*Exercise*:
Pictures excluded, copy all of the data below exactly.

*Records supplied*:
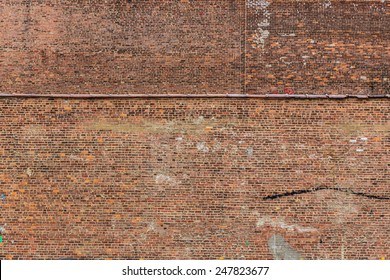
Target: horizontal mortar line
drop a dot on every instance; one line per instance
(282, 96)
(346, 190)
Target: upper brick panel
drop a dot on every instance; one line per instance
(252, 47)
(121, 47)
(318, 47)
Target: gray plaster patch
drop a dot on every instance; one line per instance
(281, 250)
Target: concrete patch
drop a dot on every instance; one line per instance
(281, 250)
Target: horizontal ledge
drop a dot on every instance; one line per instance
(283, 96)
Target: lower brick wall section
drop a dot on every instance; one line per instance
(194, 179)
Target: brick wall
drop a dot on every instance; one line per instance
(195, 47)
(194, 178)
(133, 178)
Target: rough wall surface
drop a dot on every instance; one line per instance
(194, 178)
(195, 47)
(204, 179)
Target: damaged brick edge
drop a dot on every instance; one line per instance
(346, 190)
(130, 95)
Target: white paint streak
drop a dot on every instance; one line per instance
(261, 33)
(281, 223)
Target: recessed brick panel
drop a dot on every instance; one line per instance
(318, 47)
(121, 47)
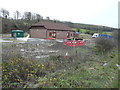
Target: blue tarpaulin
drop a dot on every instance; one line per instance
(106, 36)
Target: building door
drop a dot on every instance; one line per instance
(54, 34)
(68, 34)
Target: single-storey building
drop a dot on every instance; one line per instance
(48, 29)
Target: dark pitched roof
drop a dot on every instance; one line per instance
(52, 25)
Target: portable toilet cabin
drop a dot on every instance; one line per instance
(17, 33)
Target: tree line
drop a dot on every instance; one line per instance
(25, 20)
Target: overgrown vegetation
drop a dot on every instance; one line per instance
(83, 68)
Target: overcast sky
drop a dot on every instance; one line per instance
(98, 12)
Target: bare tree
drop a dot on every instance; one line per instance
(17, 14)
(4, 12)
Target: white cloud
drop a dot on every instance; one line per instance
(103, 12)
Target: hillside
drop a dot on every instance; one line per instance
(9, 24)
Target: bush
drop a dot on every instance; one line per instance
(18, 71)
(104, 45)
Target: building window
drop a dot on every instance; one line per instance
(68, 34)
(50, 34)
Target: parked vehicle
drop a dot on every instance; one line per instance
(74, 42)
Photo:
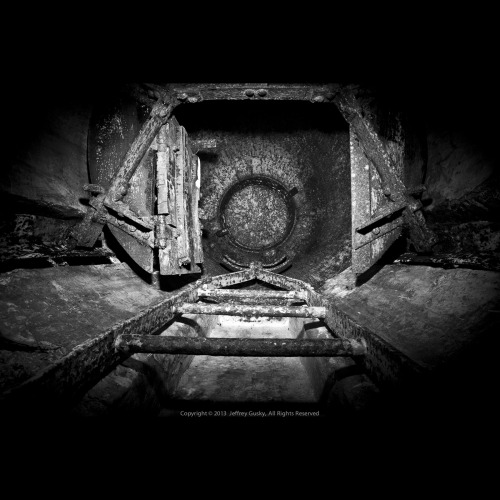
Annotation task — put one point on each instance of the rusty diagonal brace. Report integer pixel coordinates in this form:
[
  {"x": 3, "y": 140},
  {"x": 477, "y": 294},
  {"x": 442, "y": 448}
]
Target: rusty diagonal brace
[
  {"x": 160, "y": 113},
  {"x": 393, "y": 188}
]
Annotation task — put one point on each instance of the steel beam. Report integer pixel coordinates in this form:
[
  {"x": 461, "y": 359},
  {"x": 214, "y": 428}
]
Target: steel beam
[
  {"x": 246, "y": 310},
  {"x": 239, "y": 346}
]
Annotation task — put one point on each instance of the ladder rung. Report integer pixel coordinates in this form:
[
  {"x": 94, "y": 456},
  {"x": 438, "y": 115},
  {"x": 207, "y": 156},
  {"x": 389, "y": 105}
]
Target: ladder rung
[
  {"x": 250, "y": 310},
  {"x": 252, "y": 294},
  {"x": 274, "y": 347}
]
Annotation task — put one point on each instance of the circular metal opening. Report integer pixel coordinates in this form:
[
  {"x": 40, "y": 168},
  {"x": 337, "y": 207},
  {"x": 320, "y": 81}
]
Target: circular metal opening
[{"x": 258, "y": 213}]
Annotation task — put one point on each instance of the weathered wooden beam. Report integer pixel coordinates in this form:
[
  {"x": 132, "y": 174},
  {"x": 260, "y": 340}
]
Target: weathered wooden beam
[
  {"x": 238, "y": 347},
  {"x": 252, "y": 294},
  {"x": 246, "y": 310}
]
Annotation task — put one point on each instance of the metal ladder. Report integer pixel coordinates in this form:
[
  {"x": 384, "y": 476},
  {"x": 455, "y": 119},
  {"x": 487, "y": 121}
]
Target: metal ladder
[{"x": 235, "y": 306}]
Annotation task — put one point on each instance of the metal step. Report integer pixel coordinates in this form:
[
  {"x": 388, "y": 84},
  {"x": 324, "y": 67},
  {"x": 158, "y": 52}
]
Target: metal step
[
  {"x": 239, "y": 346},
  {"x": 250, "y": 310}
]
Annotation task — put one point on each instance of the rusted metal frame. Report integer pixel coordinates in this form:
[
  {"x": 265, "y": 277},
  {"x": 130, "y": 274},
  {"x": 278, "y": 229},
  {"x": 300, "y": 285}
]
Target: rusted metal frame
[
  {"x": 119, "y": 184},
  {"x": 450, "y": 261},
  {"x": 422, "y": 237},
  {"x": 378, "y": 232},
  {"x": 252, "y": 294},
  {"x": 239, "y": 346},
  {"x": 142, "y": 237},
  {"x": 63, "y": 383},
  {"x": 101, "y": 214},
  {"x": 388, "y": 367},
  {"x": 218, "y": 91},
  {"x": 251, "y": 310},
  {"x": 379, "y": 214}
]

*Written response*:
Target: horizontal mortar line
drop a dot on every instance; one line per instance
(282, 96)
(346, 190)
Target: upper brick panel
drop a dot on every instance; one line per instance
(252, 47)
(121, 47)
(318, 47)
Target: gray plaster patch
drop a dot on every instance; one line per instance
(281, 250)
Target: concrete patch
drop a dot on every instance; one line per instance
(281, 250)
Target: horizontal ledge
drop a dot on every instance; one line per instance
(283, 96)
Target: lower brick wall section
drop a dot on every instance; one line per instance
(194, 179)
Target: brick wall
drop a dot on every instance; one line per instance
(195, 47)
(194, 178)
(133, 178)
Target: rough wall surface
drop a dot on every instance; one line per instance
(194, 178)
(195, 47)
(204, 179)
Target: damaged brick edge
drop a dot on every instance; one line per instance
(346, 190)
(130, 95)
Target: white paint streak
drop a dot on every instance; one line per instance
(261, 33)
(281, 223)
Target: recessed brick panel
drop a dot on every instance; one line per instance
(318, 47)
(121, 47)
Target: blue tarpaulin
drop a dot on every instance; one line per instance
(106, 36)
Target: building door
drop a dot on every instance; one line per instance
(54, 34)
(68, 34)
Target: single-storey building
drop a dot on every instance; one line per instance
(48, 29)
Target: dark pitched roof
drop a dot on every instance; one line per instance
(52, 25)
Target: portable toilet cabin
drop a dot on every instance; one line per instance
(17, 33)
Target: tree line
drop a dot on every instance; one line per instance
(25, 20)
Target: overgrown vegetation
drop a dot on every instance; one line per instance
(83, 68)
Target: overcast sky
drop a dot on every instance; one line per instance
(98, 12)
Target: bare tree
drop a dot on every instance; one line per instance
(17, 14)
(4, 12)
Target: white cloud
drop a dot on every instance; one line per instance
(103, 12)
Target: hillside
drop a dot on every instance; one line per instance
(9, 24)
Target: bush
drop a dot on every instance; one line per instance
(18, 71)
(104, 45)
Target: building window
drop a dot on every instance; one line per instance
(68, 34)
(50, 34)
Target: parked vehicle
drop a dot on every instance; one line per instance
(74, 42)
Photo:
Annotation task — put one point on each instance of the rusty diagonal brace. Report integer pixel coordinates in this form:
[
  {"x": 3, "y": 140},
  {"x": 477, "y": 294},
  {"x": 442, "y": 448}
]
Target: rusty diagonal brace
[
  {"x": 160, "y": 113},
  {"x": 393, "y": 188}
]
Annotation task — put one point on each instance of the steel beam. Report integer pixel coordinates in this form:
[
  {"x": 461, "y": 359},
  {"x": 214, "y": 428}
]
Target: steel beam
[
  {"x": 246, "y": 310},
  {"x": 239, "y": 346}
]
Annotation task — put one point on each instance of the ladder rung. Report integer pixel coordinates in this form:
[
  {"x": 94, "y": 456},
  {"x": 438, "y": 115},
  {"x": 207, "y": 156},
  {"x": 389, "y": 105}
]
Target: ladder rung
[
  {"x": 250, "y": 310},
  {"x": 252, "y": 294},
  {"x": 274, "y": 347}
]
Annotation task — put one point on each instance of the circular metal opening. Report integer pixel coordinates in this form:
[
  {"x": 40, "y": 168},
  {"x": 337, "y": 207},
  {"x": 320, "y": 81}
]
Target: circular metal opening
[{"x": 258, "y": 213}]
Annotation task — put one point on each instance of the weathered wooden beam. Report integer pixel coordinates in this form:
[
  {"x": 132, "y": 174},
  {"x": 260, "y": 340}
]
Target: weathered wooden beam
[
  {"x": 238, "y": 347},
  {"x": 252, "y": 294},
  {"x": 246, "y": 310}
]
Annotation task — put one point on each instance of the metal ladder. Report integer pixel coordinates in this form:
[
  {"x": 384, "y": 476},
  {"x": 455, "y": 119},
  {"x": 487, "y": 121}
]
Target: metal ladder
[{"x": 235, "y": 306}]
Annotation task — put one point on each instance of the metal step. Report integer pixel coordinates in this form:
[
  {"x": 388, "y": 84},
  {"x": 324, "y": 67},
  {"x": 158, "y": 52}
]
Target: metal step
[
  {"x": 239, "y": 346},
  {"x": 250, "y": 310}
]
Annotation task — put one point on each instance of the rusted metal frame. Report integer pixel coordinates in this form:
[
  {"x": 265, "y": 277},
  {"x": 130, "y": 274},
  {"x": 278, "y": 229},
  {"x": 300, "y": 285}
]
Target: rusted metal frame
[
  {"x": 119, "y": 184},
  {"x": 450, "y": 261},
  {"x": 422, "y": 237},
  {"x": 378, "y": 232},
  {"x": 252, "y": 294},
  {"x": 239, "y": 346},
  {"x": 142, "y": 237},
  {"x": 63, "y": 383},
  {"x": 101, "y": 214},
  {"x": 388, "y": 367},
  {"x": 218, "y": 91},
  {"x": 251, "y": 310},
  {"x": 379, "y": 214}
]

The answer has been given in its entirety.